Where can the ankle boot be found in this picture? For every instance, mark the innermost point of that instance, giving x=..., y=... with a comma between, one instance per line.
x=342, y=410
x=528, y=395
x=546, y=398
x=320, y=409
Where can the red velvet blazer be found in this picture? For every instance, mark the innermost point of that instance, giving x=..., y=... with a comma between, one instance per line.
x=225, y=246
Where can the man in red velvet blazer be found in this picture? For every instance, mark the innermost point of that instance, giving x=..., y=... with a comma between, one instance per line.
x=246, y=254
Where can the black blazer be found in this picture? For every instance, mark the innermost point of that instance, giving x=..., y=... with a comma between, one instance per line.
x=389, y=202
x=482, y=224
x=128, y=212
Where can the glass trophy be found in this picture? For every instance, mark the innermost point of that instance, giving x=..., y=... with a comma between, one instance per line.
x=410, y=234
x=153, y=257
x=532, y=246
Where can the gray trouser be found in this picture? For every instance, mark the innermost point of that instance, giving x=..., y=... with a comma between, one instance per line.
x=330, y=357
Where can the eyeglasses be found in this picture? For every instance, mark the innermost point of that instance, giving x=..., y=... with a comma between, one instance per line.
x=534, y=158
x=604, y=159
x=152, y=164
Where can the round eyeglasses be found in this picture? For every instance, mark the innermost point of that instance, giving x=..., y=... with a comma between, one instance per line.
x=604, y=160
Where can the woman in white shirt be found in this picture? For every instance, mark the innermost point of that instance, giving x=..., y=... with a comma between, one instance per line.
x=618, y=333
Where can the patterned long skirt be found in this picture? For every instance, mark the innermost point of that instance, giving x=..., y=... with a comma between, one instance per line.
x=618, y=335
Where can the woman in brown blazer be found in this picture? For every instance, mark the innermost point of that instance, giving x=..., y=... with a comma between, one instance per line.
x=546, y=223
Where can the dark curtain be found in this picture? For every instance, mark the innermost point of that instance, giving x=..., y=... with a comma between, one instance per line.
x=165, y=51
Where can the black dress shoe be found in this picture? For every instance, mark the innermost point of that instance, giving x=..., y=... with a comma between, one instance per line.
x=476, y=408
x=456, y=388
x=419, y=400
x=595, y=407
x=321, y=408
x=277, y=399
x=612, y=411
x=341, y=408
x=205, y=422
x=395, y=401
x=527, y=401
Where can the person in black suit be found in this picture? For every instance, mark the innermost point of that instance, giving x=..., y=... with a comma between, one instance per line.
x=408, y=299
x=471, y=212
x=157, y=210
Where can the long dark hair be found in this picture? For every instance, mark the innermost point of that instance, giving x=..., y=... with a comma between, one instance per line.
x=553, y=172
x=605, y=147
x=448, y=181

- **YOUR OBJECTIVE**:
Rewrite every one of the records above, swapping "innermost point" for "central point" each time it occurs and keeping the rest unchanged.

- **THE ANSWER**:
Where can the ankle boot be found in this picture? For every instance, mark the central point of that instance, giving x=..., y=... with a comma between, one instance per line.
x=342, y=410
x=528, y=395
x=546, y=398
x=320, y=409
Where can the red velvet blazer be found in this picture? For every instance, mark the central point of that instance, giving x=..., y=... with a comma between, one instance per line.
x=225, y=246
Where can the man in red velvet blazer be found in this picture? For every instance, mark the central point of that instance, giving x=..., y=... with a comma between, one instance per line.
x=246, y=254
Where can the black blazer be found in this picture? For every instance, mark the central point of that instance, giving x=..., y=... with a comma between, one instance per line.
x=389, y=202
x=482, y=224
x=128, y=212
Where can the glass trophy be found in this picture? For every instance, mark the central point of that instance, giving x=..., y=... with a comma between, one instance per line.
x=410, y=234
x=153, y=257
x=532, y=246
Where can the gray trouser be found in this picture? For every instance, mark the central point of that instance, giving x=..., y=... with a comma between, one instance per line.
x=330, y=357
Where can the eyeglasses be found in this picture? For every instance, mark the central point of that instance, giving x=..., y=... with a comma between, one instance per line.
x=534, y=158
x=604, y=159
x=152, y=164
Where can the round eyeglasses be found in this picture? For every instance, mark the central point of that instance, giving x=..., y=... with a comma between, one instance per line.
x=604, y=160
Where can the woman in white shirt be found in this picture? For every instance, mark the central point of that instance, giving x=..., y=... with a comma between, one instance per line.
x=618, y=333
Where can the patterned long skirt be found in this picture? For every instance, mark the central point of that instance, giving x=..., y=... with a comma between, one instance per line.
x=618, y=335
Where can the woman in brown blazer be found in this picture? For every instance, mark the central point of that instance, giving x=..., y=... with a comma between, one instance per line.
x=546, y=223
Where can the dark curtain be found in this picture? For every instance, mark the central point of that instance, giving x=..., y=... with a comma between, one instance per line.
x=165, y=51
Where can the black dress shoe be found in this picture? For every instance, mark the central point of that instance, giving x=..., y=... with a comma between, one instance per line.
x=476, y=408
x=456, y=388
x=419, y=400
x=595, y=407
x=321, y=408
x=277, y=399
x=612, y=411
x=341, y=408
x=205, y=422
x=395, y=401
x=527, y=401
Where can the person in black suit be found in this picture? For every instance, mark the central point of that instance, giving x=..., y=... with a comma between, one instance per line.
x=408, y=299
x=471, y=212
x=157, y=210
Where can the long dark hair be found in this picture? For every instance, mark the central point of that instance, giving x=..., y=... with a comma between, one instance per line.
x=553, y=172
x=605, y=147
x=448, y=181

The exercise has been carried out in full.